_Task instructions_
Only text is carried over. Reproduce the entries below exactly.

_Entries shown_
--- START ---

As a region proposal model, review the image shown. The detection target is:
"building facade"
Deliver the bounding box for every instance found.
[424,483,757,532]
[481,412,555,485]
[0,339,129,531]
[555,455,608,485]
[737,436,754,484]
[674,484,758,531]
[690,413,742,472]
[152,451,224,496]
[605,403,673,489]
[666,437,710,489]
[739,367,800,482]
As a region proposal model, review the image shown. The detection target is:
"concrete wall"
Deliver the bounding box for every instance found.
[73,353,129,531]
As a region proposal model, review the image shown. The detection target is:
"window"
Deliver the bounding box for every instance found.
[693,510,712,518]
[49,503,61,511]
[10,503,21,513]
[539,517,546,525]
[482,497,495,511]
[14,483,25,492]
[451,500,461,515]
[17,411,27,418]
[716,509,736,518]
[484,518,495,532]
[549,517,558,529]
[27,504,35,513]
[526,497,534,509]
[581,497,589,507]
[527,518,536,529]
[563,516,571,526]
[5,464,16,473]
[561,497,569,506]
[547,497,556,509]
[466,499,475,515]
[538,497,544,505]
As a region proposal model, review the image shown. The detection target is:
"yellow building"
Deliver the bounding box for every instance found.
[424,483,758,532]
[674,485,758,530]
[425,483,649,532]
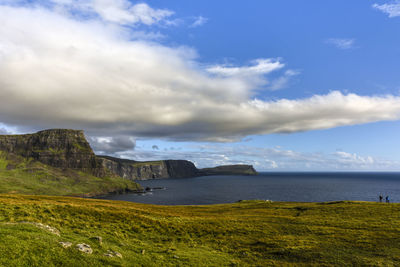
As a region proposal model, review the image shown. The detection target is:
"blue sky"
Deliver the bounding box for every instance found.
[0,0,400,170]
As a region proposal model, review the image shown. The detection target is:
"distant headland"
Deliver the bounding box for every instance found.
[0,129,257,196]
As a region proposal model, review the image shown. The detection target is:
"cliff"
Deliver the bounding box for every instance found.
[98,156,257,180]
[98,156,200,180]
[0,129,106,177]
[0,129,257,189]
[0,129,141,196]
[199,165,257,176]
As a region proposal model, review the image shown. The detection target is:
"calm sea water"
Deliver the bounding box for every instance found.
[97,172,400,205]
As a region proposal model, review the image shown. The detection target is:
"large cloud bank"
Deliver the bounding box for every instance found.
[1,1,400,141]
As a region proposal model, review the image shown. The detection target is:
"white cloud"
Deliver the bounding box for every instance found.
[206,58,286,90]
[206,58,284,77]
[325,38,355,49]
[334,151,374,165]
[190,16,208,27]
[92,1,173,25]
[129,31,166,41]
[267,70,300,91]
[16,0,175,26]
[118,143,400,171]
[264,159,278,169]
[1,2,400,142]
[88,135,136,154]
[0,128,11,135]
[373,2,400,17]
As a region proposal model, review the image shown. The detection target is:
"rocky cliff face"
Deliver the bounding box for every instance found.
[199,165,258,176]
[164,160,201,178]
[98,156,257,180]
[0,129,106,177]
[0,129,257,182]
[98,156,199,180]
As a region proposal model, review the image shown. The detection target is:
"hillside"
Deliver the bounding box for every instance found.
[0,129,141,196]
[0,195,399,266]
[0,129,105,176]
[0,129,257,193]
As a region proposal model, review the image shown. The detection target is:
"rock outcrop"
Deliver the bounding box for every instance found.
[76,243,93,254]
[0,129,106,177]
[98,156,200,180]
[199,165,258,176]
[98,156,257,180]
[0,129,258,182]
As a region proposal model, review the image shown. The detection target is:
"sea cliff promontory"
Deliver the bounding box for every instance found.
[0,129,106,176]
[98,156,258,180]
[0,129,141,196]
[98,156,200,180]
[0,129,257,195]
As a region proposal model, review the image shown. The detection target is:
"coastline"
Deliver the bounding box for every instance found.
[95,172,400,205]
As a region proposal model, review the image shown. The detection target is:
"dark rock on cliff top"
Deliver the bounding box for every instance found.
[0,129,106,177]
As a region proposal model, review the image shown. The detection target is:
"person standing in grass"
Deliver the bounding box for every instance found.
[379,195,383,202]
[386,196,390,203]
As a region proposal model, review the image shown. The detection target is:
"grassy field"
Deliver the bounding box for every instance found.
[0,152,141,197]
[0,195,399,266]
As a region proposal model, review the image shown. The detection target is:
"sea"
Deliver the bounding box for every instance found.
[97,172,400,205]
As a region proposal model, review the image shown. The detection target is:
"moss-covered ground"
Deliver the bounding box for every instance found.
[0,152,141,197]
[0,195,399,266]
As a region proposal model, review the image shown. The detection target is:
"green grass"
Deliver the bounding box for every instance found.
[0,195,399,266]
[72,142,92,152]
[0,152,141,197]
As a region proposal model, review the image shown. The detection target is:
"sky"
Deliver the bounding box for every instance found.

--- END ---

_Written reply_
As a region proposal model, review the image shown. The detection target is:
"building facade"
Deliver the bounding box for every instance found.
[424,483,757,532]
[481,412,555,485]
[0,339,129,531]
[555,455,608,485]
[737,436,754,484]
[674,484,758,531]
[690,413,742,472]
[152,451,224,496]
[605,403,673,489]
[666,437,710,489]
[739,367,800,482]
As a region proposal model, review the image shown. The detection target is:
"concrete wall"
Deliver the bounding box for every instance found.
[73,353,129,531]
As a region proposal model, review the image shown. The detection target is:
"window"
Deliver the bounding box for every instance found.
[693,510,712,518]
[49,503,61,511]
[10,503,21,513]
[539,517,546,525]
[482,497,495,511]
[14,483,25,492]
[451,500,461,515]
[17,411,27,418]
[716,509,736,518]
[484,518,495,532]
[549,517,558,529]
[27,504,35,513]
[526,497,534,509]
[581,497,589,507]
[527,518,536,529]
[563,516,571,526]
[5,464,16,473]
[561,497,569,506]
[547,497,556,509]
[466,499,475,515]
[538,497,544,505]
As a region proposal model, review the image shown. The detection target is:
"yellow building"
Deliver the bounding box for every instance found.
[424,483,758,532]
[674,485,758,530]
[425,483,649,532]
As a region proposal model, review the image shown. The detection target is:
"blue sky"
Deliver the bounding box for every instance found.
[0,0,400,170]
As a region proposal model, review the image shown. The detection target is:
"distant headland"
Deliver the bounding box for every instance found.
[0,129,257,196]
As a region proposal model, review the image shown. The detection target is:
"cliff"
Deliver the bounding box for every instance found.
[98,156,257,180]
[98,156,200,180]
[0,129,106,177]
[0,129,257,189]
[0,129,141,196]
[199,165,257,176]
As a region proposal model, review the image shown. The detection target is:
"calm sea water"
Deliver the bounding box for every instance found.
[97,172,400,205]
As a region proposal model, review the image shown. The detection target is:
"large cloud bank"
Deliver the bounding box for every instance found.
[1,1,400,141]
As a region proposal model, review the image shown. The detection target is:
"white cloud"
Deliver the bounding box for every instance found.
[206,58,286,90]
[206,58,284,77]
[325,38,355,49]
[334,151,374,165]
[190,16,208,27]
[92,1,173,25]
[129,31,166,41]
[267,70,300,91]
[16,0,175,26]
[118,143,400,171]
[264,159,278,169]
[1,2,400,142]
[88,135,136,154]
[0,128,11,135]
[373,2,400,17]
As a region proposal model, review the image shown. The detection target is:
"rocky cliff face"
Deliver the bounding box for every instance found.
[199,165,258,176]
[164,160,201,178]
[98,156,257,180]
[0,129,106,177]
[0,129,257,182]
[98,156,199,180]
As a region proposal model, review the image shown. The detection target is:
"hillside"
Deliver the bounding box for every instance found.
[0,129,141,196]
[0,195,399,266]
[0,129,105,176]
[0,129,257,193]
As a region proposal model, review the image shown. The detection target is:
"rock outcrop"
Deliver the bounding box for every instance found.
[76,243,93,254]
[0,129,106,177]
[98,156,200,180]
[199,165,258,176]
[98,156,257,180]
[0,129,258,182]
As a region proposal model, review the image shown. The detection target is:
"sea cliff promontory"
Deliver the bounding box for every instance found.
[0,129,106,176]
[98,156,258,180]
[0,129,141,196]
[98,156,200,180]
[0,129,257,195]
As a region proposal model, review the image shown. The detection target is:
"coastline"
Deliver the bounding box for every instance found.
[95,172,400,205]
As a region proposal model, review the image shown. The detection target is:
"dark rock on cliff top"
Deliver the bounding box for every instance found.
[0,129,106,177]
As a region proposal model, review the image shown. The detection target is:
"person standing in grass"
Deliver the bounding box for every instance found.
[379,195,383,202]
[386,196,390,203]
As a region proposal model, review the image shown. The detection target is:
"grassy field"
Deliver the bounding box for every instance found.
[0,152,141,197]
[0,195,399,266]
As a region proposal model, review the image shown. The detection target is:
"sea"
Deliver the bounding box for every instance found.
[97,172,400,205]
As a region proposal model, review the image shown. The detection target is:
"moss-covered ground"
Deliver the bounding box for every instance found.
[0,152,141,197]
[0,195,399,266]
As a region proposal model, review the image shown. The detection target is:
"green grass"
Deliver the bounding box for every instance found.
[0,195,399,266]
[72,142,92,152]
[0,152,141,197]
As a region proposal model, review the image shown. The detection target is:
"sky"
Deliver the bounding box for every instance found.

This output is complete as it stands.